Reproduce all of the records below with each "farthest from its outline" swapped for "most distant from its boundary" and nothing else altered, omitting the pictures.

----------

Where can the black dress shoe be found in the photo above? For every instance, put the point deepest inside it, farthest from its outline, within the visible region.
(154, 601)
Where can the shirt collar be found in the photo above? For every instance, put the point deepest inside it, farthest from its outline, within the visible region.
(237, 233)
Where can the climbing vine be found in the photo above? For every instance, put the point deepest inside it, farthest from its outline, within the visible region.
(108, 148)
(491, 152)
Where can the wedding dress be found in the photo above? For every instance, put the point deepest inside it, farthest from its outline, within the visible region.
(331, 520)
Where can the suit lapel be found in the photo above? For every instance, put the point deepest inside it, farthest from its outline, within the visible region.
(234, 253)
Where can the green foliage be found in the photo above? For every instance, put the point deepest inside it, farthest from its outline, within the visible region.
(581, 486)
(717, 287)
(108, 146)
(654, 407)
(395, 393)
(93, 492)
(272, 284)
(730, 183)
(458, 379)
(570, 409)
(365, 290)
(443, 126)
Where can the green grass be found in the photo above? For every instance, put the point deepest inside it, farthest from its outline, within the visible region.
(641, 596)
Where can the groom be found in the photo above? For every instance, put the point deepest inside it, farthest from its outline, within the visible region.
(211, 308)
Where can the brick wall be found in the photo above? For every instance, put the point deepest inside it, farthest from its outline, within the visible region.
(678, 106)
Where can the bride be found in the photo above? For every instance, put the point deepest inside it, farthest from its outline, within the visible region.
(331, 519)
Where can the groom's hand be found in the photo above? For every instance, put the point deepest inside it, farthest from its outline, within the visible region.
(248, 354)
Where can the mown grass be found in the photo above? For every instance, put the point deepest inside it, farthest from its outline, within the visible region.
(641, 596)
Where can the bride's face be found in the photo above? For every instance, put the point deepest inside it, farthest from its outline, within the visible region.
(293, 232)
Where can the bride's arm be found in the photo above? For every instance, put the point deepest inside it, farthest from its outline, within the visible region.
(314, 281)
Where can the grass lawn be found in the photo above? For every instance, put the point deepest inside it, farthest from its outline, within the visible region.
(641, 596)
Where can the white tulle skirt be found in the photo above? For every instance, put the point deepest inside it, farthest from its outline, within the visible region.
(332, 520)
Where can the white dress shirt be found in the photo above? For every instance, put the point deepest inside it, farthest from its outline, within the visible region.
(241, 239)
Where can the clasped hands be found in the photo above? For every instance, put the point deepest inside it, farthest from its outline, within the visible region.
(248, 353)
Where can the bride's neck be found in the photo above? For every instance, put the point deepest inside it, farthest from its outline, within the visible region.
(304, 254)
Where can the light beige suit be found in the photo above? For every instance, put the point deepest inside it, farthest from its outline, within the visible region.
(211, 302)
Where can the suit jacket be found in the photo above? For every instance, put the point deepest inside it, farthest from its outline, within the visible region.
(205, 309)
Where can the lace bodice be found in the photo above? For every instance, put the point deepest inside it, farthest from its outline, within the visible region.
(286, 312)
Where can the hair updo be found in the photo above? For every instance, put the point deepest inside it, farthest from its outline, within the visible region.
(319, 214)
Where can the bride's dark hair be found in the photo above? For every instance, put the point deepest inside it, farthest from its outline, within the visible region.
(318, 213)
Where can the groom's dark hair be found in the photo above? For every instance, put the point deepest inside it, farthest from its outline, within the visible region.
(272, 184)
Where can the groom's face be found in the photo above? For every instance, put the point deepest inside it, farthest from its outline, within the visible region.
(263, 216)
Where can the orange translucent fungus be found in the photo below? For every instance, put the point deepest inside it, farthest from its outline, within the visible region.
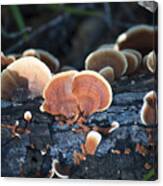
(58, 96)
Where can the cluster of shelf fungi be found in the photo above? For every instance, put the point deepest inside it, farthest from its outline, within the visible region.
(88, 110)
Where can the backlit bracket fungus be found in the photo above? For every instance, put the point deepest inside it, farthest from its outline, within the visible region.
(93, 139)
(140, 37)
(150, 61)
(132, 62)
(108, 57)
(28, 73)
(93, 92)
(108, 73)
(148, 112)
(59, 100)
(51, 61)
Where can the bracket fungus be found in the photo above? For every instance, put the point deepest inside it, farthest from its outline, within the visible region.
(132, 62)
(58, 96)
(93, 92)
(148, 112)
(150, 61)
(140, 37)
(27, 73)
(107, 57)
(72, 96)
(108, 73)
(46, 57)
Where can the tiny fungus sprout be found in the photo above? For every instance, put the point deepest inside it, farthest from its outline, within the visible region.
(66, 68)
(132, 62)
(6, 60)
(28, 73)
(140, 37)
(93, 139)
(108, 73)
(99, 59)
(148, 112)
(150, 61)
(107, 46)
(27, 116)
(57, 170)
(51, 61)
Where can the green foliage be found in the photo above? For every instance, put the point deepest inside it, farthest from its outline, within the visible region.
(75, 11)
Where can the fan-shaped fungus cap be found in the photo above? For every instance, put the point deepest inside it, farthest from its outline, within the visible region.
(136, 53)
(51, 61)
(28, 73)
(140, 37)
(132, 62)
(149, 108)
(92, 91)
(109, 57)
(93, 139)
(58, 96)
(150, 61)
(108, 73)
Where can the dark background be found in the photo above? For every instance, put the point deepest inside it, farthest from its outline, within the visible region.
(69, 31)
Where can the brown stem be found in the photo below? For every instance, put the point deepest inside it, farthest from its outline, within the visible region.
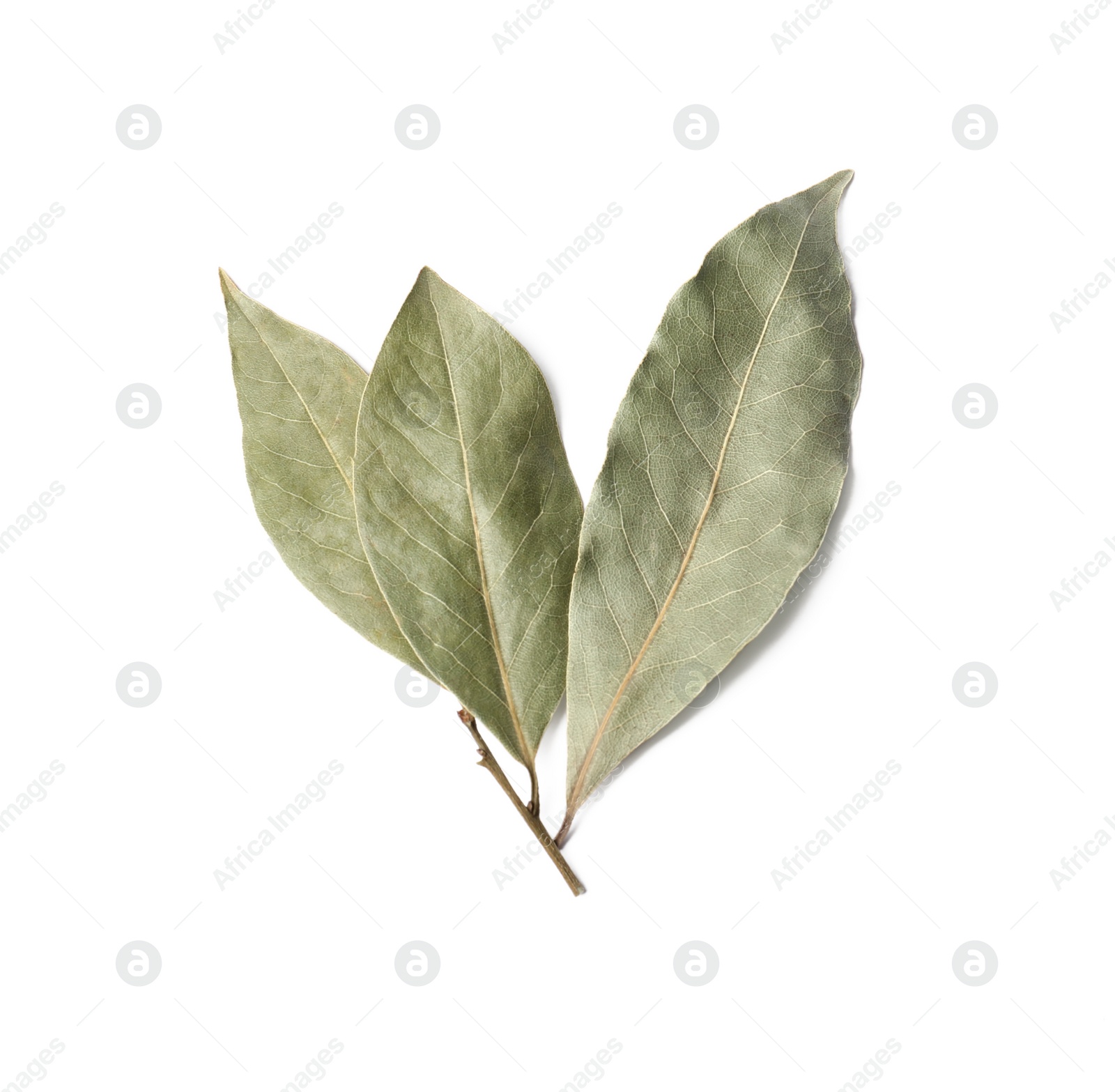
(563, 830)
(531, 818)
(535, 806)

----------

Solution for this task >>
Where can the black dress shoe be found in the photo above? For every instance, put the point deepest inside it, most distant from its boundary, within the visible region.
(154, 601)
Where can the shirt collar be found in the photo above? For every instance, put the point deepest inside it, most distant from its boundary, within the visible region.
(237, 233)
Where can the climbing vine be found in the photo above? For every instance, put the point deepest inside it, most distant from its boundary, within the visible region.
(108, 148)
(491, 152)
Where can the wedding dress be found in the photo above? For every instance, put the point deepest inside it, most distant from its boundary, within the visible region.
(331, 520)
Where can the suit lapel be found in the photo above? For every instance, put the point deepest inside it, most distant from its boundary, within the visible region.
(234, 253)
Where can the green foliage be found in the photo above? For every instance, put the point deepest inside it, most distant from its boundary, within the visible region.
(581, 486)
(717, 287)
(108, 146)
(654, 407)
(395, 393)
(93, 492)
(272, 284)
(730, 183)
(458, 379)
(570, 409)
(365, 290)
(443, 126)
Where can the green grass be found in the photo above? For every instance, put the point deepest inside it, most distant from its boundary, within the visible region.
(641, 596)
Where can the groom be found in the photo above? For every instance, put the point deepest inside it, most distant from its boundary, within the visible region.
(211, 308)
Where can the brick wall be found in the photo above? For every instance, put the point deepest inside it, most distant from its boundary, within the visible region.
(678, 106)
Where can the bride be found in the photo above? For every instance, put the point deepest inside it, most distant from its boundary, within the visible region.
(331, 519)
Where can the groom's hand be found in the photo above? For every instance, put the point deepest inside it, most distant from its boundary, within the visible region.
(248, 354)
Where can the mown grass be found in the photo above? For every instance, put the point deepest inside it, most distant from its boundary, within the visible region.
(641, 596)
Where can the bride's face be found in the photo above? For every instance, put the point deepest inside it, most distant from its boundary, within the visible region.
(293, 232)
Where can the bride's arm be found in the photo above? For every instance, put the point deepest inside it, most distant from its boundary, within the visible region.
(314, 281)
Where can the grass lawn be found in the photo above? For every instance, put the point deepest inside it, most distant from its boundary, within the visible region.
(641, 596)
Where can the white tulle skirt be found in the photo above? For every instance, put the point deepest inside it, most distant from its boundary, within the visible region.
(332, 520)
Where can the white dress shirt be found in the photo above? For every instance, put the point deepest inside it, most distant from its boundary, within the visible region.
(241, 239)
Where can the clasped hands be found in the photo above? For every instance, put the point deepest inside it, most distant from its boundary, within the visible region.
(248, 353)
Where can the bride's neck be found in the photo above? For every instance, put the point deepest inside it, most distant from its boundary, within the visible region.
(304, 254)
Where can the light beige suit be found in the photo above? For every instance, put the point deepest inside it, most distant from its boundary, within the visible region.
(211, 302)
Where can the suit jacket be found in the photo above? For every instance, put the point deepest inside it, most distant from its boundary, within the visible region.
(205, 309)
Where can the lace bodice be found in the photo above? For every instance, put the point deepest inside it, most distant from its boundary, within the visible region.
(286, 312)
Where can the hair updo be found in the photo above? For every instance, put the point deepest inside it, most distant from its boundary, within the visible region.
(319, 214)
Where can the bride's dark hair be found in the photo above? For every instance, put the point deepest inside it, most distant from its boundary, within the visible region.
(318, 213)
Where can the groom's dark hair be found in the photo above? For every instance, put the point deepest inside it, most distant from its boundary, within the visible region.
(272, 184)
Where can the groom's face be found in the photo above? For every instance, put the point deepest inside it, most distant from its boundary, within the visible region.
(263, 216)
Where can the orange translucent fungus be found in the photo below? For every instance, put the point deepest inside it, most distant from its boundary, within the visible region.
(58, 96)
Where can the cluster of shelf fungi be found in the photo above? For every instance, put the point deepest inside it, most distant from its boundary, within the visible region.
(88, 110)
Where can the backlit bracket fungus be found in the photo above? For every instance, put the point deepest inside it, most distant from its boundary, within the visible region.
(93, 139)
(140, 37)
(150, 61)
(132, 62)
(108, 57)
(28, 73)
(93, 92)
(108, 73)
(148, 112)
(59, 100)
(51, 61)
Where can the bracket fungus be found in the photo above? For every instance, put the point deepest inside it, most distant from its boundary, within the visible region.
(132, 62)
(58, 96)
(93, 92)
(148, 112)
(150, 61)
(140, 37)
(27, 73)
(107, 57)
(72, 96)
(108, 73)
(46, 57)
Where can the tiny fungus sprout be found in the photo above? For every instance, put the point deepest inside it, most distant from its boundary, within the visible region.
(66, 68)
(132, 62)
(6, 60)
(28, 73)
(140, 37)
(93, 139)
(108, 73)
(99, 59)
(148, 112)
(150, 61)
(107, 46)
(27, 116)
(57, 170)
(51, 61)
Where can the green foliage be found in the photo above? For every instance, put the point deepest inside it, most distant from its boundary, within the visible region.
(75, 11)
Where can the fan-shaped fungus cap be found in the photo above? For every instance, put the point deepest inside it, most distant from its boundary, within the visible region.
(136, 53)
(51, 61)
(28, 73)
(140, 37)
(132, 62)
(149, 108)
(92, 91)
(109, 57)
(93, 139)
(58, 96)
(150, 61)
(108, 73)
Where can the dark background be found in the photo above? For every instance, put the point deepest inside it, most distant from its boundary, within the visible region.
(69, 31)
Where can the brown stem be found in the photo below? For every instance, put the point deepest inside it, most distant from its boundary, within the visible region.
(563, 830)
(531, 818)
(535, 806)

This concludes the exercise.